** DOCUMENT SEGMENT follows **

My Favorite Librarian MFL was working for The City all through Coronarama. With all the branches closed, a lot of her colleagues were on furlough: you can't re-shelve the returns if nobody has taken any books out this year. But someone still had to make out the pay-dockets each week and, for various reason of accident and happenstance, that someone was MFL. Which was all good experience [if she ever wants to be a protestant, that Work Ethic 101 will be handy, like] and being there built up a fund of goodwill through the service. Earlier this year, there was a much delayed round of promotions, and that commitment, competence and banked goodwill paid off as an extra letter MFSL (S for Senior) in her job title and a bit more wonga in the pocket. The next step in her rise, and Rise, is to complete her MLIS [Masters in Library and Information Studies] research thesis which will qualify her for the next promotional stage. My ambition genes were shot off in the war; so it's nice to see other people doing things differently.
If I actually know you, dear reader, I may pull on your coat later to complete the survey, the answers to which will be the bulk of the data analysed for the MLIS.
My current ear-book is A Life in Trauma by Chris Luke [blurb] a/the long-time consultant in Emergency Medicine at Cork University Hospital. Dude saved A Lot of lives while toiling at the bloody coal-face of critical care in Dublin, Edinburgh, Liverpool and Cork. I'll get round to reviewing the whole book later. One of the tips and tricks that he attempted implement on his watch was to take an extra 2 minutes at the end of each treatment to write down on a card: a) what the trouble had been b) what A&E had done about it and thrust that into the hand of the patient on discharge [to home, a ward-bed, ICU or the streets as appropriate (*)]. The reasoning is that normal folks are too stressed to hear what the doctor has to say, not least if it includes words never heard before:
- "scaphoid"?

** End of DOCUMENT SEGMENT **

*PROBLEM REQUIREMENTS*:
Decide whether each statement agrees with the text above about the librarian and the emergency medicine book, answering yes or no and quoting the deciding words: (a) MFL's promotion added a letter standing for Senior to her job title. (b) The writer has already reviewed the whole of A Life in Trauma. (c) Chris Luke worked in critical care in Dublin, Edinburgh, Liverpool and Cork.

** DATASET RECORDS follows **

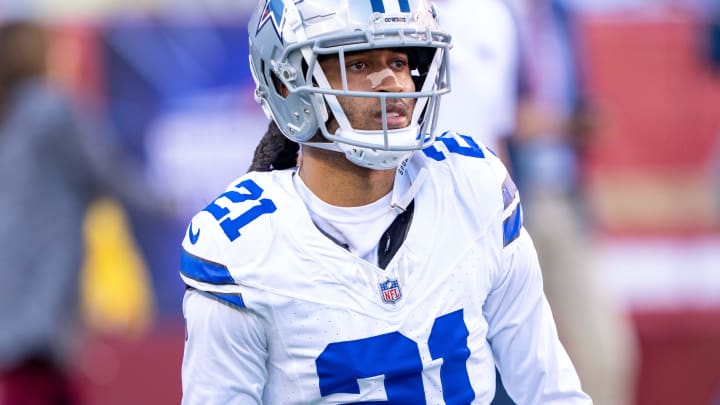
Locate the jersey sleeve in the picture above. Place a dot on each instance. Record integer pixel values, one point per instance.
(534, 366)
(225, 353)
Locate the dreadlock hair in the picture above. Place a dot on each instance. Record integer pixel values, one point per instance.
(274, 152)
(23, 46)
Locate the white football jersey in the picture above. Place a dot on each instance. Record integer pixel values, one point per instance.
(277, 313)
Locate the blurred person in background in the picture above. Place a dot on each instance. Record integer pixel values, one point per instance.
(554, 125)
(50, 171)
(484, 71)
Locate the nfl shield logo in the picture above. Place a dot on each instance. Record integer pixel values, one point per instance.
(390, 291)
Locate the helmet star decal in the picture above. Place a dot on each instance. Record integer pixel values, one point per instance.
(274, 10)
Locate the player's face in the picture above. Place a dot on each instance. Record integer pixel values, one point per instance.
(381, 70)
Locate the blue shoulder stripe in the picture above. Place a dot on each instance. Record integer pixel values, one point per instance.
(512, 226)
(203, 270)
(508, 190)
(234, 300)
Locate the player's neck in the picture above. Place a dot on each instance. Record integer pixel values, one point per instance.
(337, 181)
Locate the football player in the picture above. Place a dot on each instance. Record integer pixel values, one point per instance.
(389, 266)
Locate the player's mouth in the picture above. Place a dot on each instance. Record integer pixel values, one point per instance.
(397, 116)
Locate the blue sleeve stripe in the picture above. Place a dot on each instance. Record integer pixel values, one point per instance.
(231, 300)
(204, 271)
(512, 226)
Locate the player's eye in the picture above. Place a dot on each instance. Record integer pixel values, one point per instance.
(399, 64)
(356, 66)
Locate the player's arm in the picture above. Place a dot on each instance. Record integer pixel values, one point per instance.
(532, 362)
(225, 353)
(226, 346)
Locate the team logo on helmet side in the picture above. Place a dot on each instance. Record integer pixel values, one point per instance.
(274, 11)
(390, 291)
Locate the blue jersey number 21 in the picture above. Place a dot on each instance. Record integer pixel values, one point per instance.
(246, 190)
(397, 357)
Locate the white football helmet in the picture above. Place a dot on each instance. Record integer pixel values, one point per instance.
(286, 38)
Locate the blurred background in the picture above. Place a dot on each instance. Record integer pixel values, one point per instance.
(166, 84)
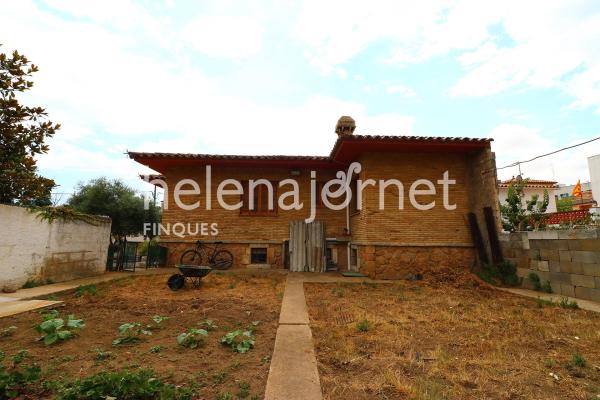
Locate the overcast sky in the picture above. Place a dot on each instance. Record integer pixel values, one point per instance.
(259, 77)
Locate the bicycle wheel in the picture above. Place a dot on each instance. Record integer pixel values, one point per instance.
(222, 260)
(191, 257)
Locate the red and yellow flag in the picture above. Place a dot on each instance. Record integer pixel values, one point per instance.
(577, 190)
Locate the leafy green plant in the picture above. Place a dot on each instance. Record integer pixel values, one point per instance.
(208, 324)
(6, 332)
(192, 339)
(504, 273)
(241, 341)
(55, 329)
(15, 378)
(158, 319)
(86, 289)
(578, 361)
(131, 332)
(363, 326)
(244, 390)
(142, 384)
(102, 355)
(156, 349)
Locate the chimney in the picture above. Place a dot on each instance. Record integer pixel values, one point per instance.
(345, 126)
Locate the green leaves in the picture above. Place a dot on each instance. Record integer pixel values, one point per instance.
(130, 332)
(192, 339)
(55, 329)
(241, 341)
(23, 131)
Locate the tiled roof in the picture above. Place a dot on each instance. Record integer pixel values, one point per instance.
(378, 138)
(407, 139)
(531, 183)
(133, 154)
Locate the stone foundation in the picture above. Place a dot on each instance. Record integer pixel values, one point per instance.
(396, 262)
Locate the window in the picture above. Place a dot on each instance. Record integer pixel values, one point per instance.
(258, 255)
(261, 200)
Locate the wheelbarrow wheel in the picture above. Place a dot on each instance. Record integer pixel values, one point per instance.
(176, 282)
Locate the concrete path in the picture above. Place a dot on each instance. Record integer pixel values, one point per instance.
(583, 304)
(293, 373)
(25, 299)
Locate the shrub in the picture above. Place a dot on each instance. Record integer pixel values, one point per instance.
(6, 332)
(578, 361)
(123, 385)
(15, 378)
(192, 339)
(86, 289)
(363, 326)
(241, 341)
(504, 273)
(54, 328)
(538, 285)
(130, 332)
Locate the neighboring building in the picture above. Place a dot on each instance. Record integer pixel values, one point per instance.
(594, 167)
(383, 243)
(533, 187)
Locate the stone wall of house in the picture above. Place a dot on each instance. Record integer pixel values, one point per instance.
(398, 262)
(569, 260)
(33, 249)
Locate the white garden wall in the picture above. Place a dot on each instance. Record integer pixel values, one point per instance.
(31, 248)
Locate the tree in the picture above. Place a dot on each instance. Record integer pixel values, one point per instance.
(23, 131)
(516, 217)
(114, 199)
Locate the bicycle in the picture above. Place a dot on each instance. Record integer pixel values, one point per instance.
(215, 257)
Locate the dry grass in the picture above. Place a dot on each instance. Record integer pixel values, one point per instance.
(436, 342)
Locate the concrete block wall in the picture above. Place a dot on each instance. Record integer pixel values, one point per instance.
(570, 260)
(33, 249)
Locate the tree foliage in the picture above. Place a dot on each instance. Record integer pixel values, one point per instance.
(23, 131)
(517, 216)
(114, 199)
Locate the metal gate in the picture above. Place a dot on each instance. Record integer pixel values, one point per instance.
(307, 246)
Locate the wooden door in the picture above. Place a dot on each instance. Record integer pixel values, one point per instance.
(307, 246)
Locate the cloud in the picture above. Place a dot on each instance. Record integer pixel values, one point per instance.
(401, 90)
(235, 37)
(514, 142)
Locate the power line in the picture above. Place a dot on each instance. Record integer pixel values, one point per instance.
(548, 154)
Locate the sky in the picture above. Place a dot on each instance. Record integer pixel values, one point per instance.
(261, 77)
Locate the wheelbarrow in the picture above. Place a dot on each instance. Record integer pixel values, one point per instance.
(191, 273)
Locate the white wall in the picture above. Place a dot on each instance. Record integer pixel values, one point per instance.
(528, 194)
(31, 248)
(594, 167)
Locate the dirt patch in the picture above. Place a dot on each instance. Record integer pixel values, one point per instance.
(422, 340)
(231, 300)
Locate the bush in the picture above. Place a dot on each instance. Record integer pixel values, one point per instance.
(123, 385)
(192, 339)
(55, 329)
(504, 273)
(363, 326)
(130, 332)
(241, 341)
(15, 378)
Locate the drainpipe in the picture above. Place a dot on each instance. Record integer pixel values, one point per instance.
(348, 232)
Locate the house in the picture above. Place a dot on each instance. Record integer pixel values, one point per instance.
(583, 202)
(532, 187)
(410, 216)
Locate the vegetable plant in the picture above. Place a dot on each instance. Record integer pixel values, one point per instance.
(241, 341)
(192, 339)
(55, 329)
(130, 332)
(14, 378)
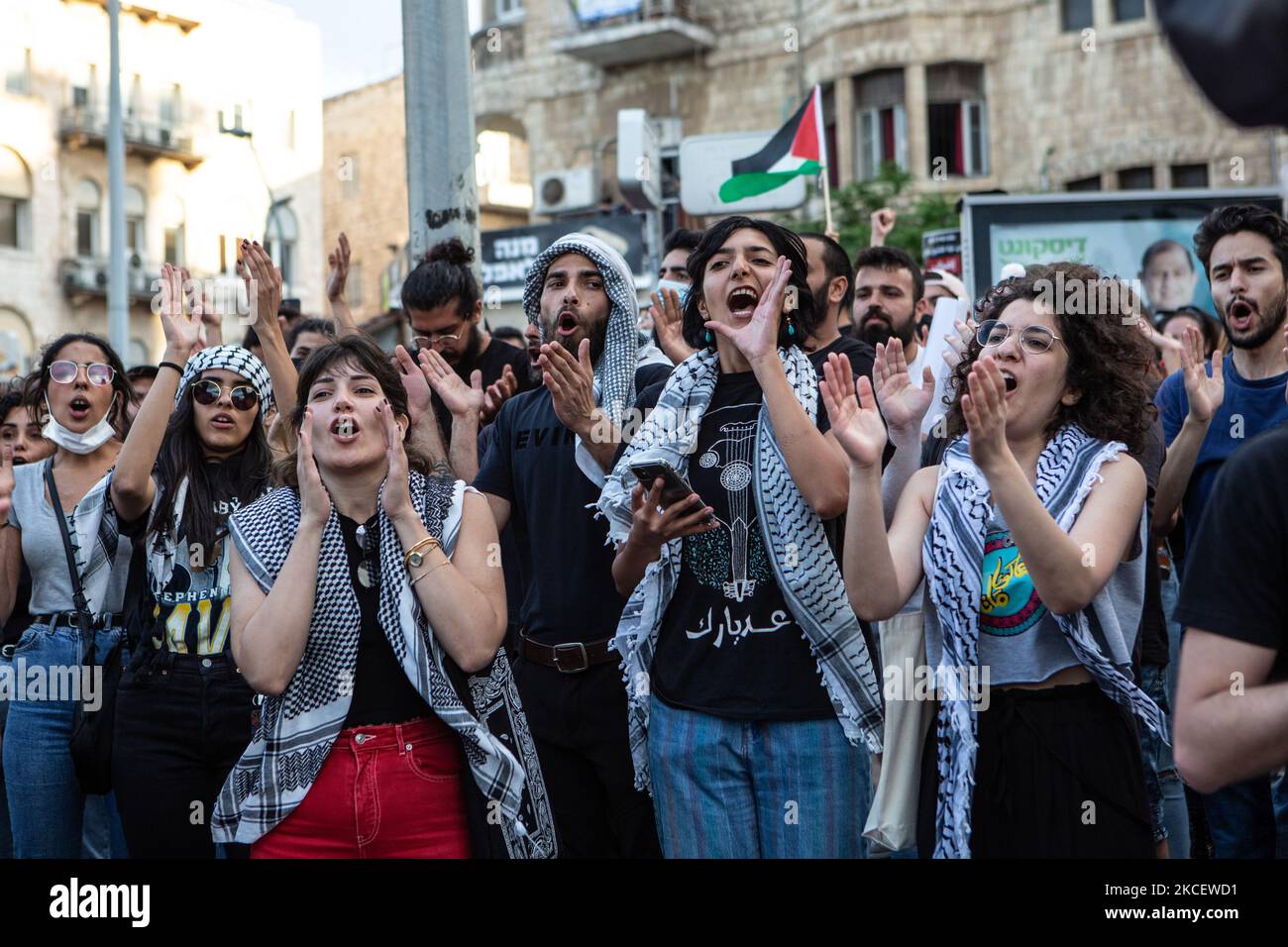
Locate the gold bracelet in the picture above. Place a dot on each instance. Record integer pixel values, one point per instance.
(445, 562)
(415, 557)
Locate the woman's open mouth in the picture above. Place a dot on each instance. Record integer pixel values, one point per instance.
(344, 429)
(742, 302)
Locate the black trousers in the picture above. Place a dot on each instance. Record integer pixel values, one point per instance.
(1057, 775)
(579, 724)
(180, 725)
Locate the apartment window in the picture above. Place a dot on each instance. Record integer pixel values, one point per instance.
(136, 217)
(1091, 183)
(1128, 9)
(881, 124)
(957, 119)
(348, 171)
(88, 206)
(1136, 178)
(279, 241)
(14, 200)
(1189, 175)
(1076, 14)
(17, 77)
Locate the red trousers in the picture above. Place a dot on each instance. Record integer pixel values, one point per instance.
(389, 791)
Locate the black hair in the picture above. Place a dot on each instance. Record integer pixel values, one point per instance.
(682, 239)
(1160, 247)
(443, 273)
(836, 263)
(38, 382)
(309, 325)
(1236, 218)
(786, 244)
(244, 475)
(892, 258)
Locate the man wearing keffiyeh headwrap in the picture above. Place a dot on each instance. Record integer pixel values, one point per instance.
(549, 446)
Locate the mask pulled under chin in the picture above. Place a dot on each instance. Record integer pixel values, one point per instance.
(85, 442)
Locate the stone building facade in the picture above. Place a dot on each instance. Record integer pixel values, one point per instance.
(213, 146)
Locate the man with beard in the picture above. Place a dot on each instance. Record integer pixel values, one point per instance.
(535, 475)
(22, 444)
(1210, 410)
(443, 305)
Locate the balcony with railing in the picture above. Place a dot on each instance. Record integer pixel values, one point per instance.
(86, 127)
(622, 33)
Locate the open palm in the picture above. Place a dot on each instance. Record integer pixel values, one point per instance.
(853, 412)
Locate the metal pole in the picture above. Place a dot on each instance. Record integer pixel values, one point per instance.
(442, 198)
(117, 289)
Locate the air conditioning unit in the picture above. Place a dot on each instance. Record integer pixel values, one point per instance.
(572, 189)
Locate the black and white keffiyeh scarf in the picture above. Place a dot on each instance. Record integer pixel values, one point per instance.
(952, 558)
(299, 727)
(803, 562)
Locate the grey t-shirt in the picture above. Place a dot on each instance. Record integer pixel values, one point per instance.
(43, 547)
(1019, 639)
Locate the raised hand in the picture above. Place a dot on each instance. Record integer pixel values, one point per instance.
(853, 412)
(181, 330)
(572, 385)
(1205, 393)
(5, 482)
(339, 262)
(902, 402)
(459, 398)
(984, 408)
(652, 526)
(314, 501)
(395, 497)
(415, 381)
(497, 393)
(759, 338)
(263, 285)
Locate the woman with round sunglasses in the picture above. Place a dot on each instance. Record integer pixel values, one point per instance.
(1030, 535)
(196, 453)
(82, 386)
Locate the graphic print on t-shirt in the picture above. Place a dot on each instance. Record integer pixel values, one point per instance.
(1009, 604)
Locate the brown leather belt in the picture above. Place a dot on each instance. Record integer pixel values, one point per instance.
(571, 657)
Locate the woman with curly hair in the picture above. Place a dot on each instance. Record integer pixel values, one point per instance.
(1029, 534)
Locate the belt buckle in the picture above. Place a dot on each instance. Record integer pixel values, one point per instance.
(571, 646)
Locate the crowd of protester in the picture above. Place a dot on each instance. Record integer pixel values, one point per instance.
(471, 596)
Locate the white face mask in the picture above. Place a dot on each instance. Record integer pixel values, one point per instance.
(86, 442)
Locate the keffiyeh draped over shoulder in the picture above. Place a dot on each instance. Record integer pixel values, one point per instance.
(804, 567)
(952, 557)
(299, 727)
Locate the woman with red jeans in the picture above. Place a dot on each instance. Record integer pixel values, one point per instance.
(361, 592)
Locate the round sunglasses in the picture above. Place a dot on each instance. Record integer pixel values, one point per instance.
(64, 371)
(1033, 339)
(207, 392)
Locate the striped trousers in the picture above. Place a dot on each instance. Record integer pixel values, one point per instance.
(760, 789)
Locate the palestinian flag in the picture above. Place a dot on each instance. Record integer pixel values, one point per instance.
(797, 149)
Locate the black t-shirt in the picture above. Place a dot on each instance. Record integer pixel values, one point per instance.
(567, 564)
(1235, 579)
(490, 361)
(728, 644)
(381, 692)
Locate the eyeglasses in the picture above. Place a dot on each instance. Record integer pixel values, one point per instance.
(209, 390)
(1033, 339)
(97, 373)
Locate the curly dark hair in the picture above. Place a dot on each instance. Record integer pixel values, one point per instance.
(785, 244)
(1109, 356)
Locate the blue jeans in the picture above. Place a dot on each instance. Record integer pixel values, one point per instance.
(46, 802)
(765, 789)
(1168, 810)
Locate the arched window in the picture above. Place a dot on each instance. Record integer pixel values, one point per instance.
(14, 201)
(88, 204)
(136, 222)
(279, 241)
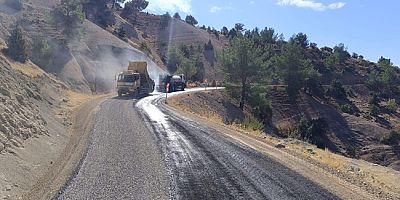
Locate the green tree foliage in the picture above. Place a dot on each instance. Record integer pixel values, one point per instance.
(69, 17)
(268, 36)
(177, 16)
(165, 18)
(187, 67)
(186, 60)
(15, 4)
(392, 105)
(251, 123)
(174, 58)
(339, 56)
(311, 130)
(341, 53)
(191, 20)
(224, 31)
(336, 90)
(232, 33)
(374, 110)
(17, 45)
(295, 69)
(42, 53)
(374, 81)
(261, 106)
(121, 33)
(384, 80)
(384, 62)
(391, 138)
(133, 7)
(145, 48)
(241, 64)
(300, 39)
(374, 99)
(99, 12)
(239, 27)
(208, 46)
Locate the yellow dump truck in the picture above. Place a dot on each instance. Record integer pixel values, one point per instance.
(135, 80)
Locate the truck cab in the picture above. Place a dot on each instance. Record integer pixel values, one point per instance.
(128, 83)
(135, 80)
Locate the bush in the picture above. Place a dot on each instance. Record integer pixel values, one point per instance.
(251, 123)
(262, 108)
(311, 131)
(336, 90)
(121, 33)
(347, 109)
(374, 110)
(143, 47)
(392, 105)
(15, 4)
(391, 138)
(42, 53)
(374, 99)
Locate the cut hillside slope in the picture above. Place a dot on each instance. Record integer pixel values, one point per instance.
(33, 125)
(177, 33)
(88, 65)
(372, 178)
(350, 135)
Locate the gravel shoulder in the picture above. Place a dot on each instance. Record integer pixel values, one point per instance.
(68, 160)
(122, 160)
(333, 181)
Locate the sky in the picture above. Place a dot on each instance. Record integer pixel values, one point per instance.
(368, 27)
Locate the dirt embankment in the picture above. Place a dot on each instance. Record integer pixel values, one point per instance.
(375, 179)
(35, 115)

** End of DATASET RECORDS **

*REPLY TO THE TASK*:
(a) Yes: "an extra letter MFSL (S for Senior) in her job title"
(b) No: "I'll get round to reviewing the whole book later."
(c) Yes: "toiling at the bloody coal-face of critical care in Dublin, Edinburgh, Liverpool and Cork"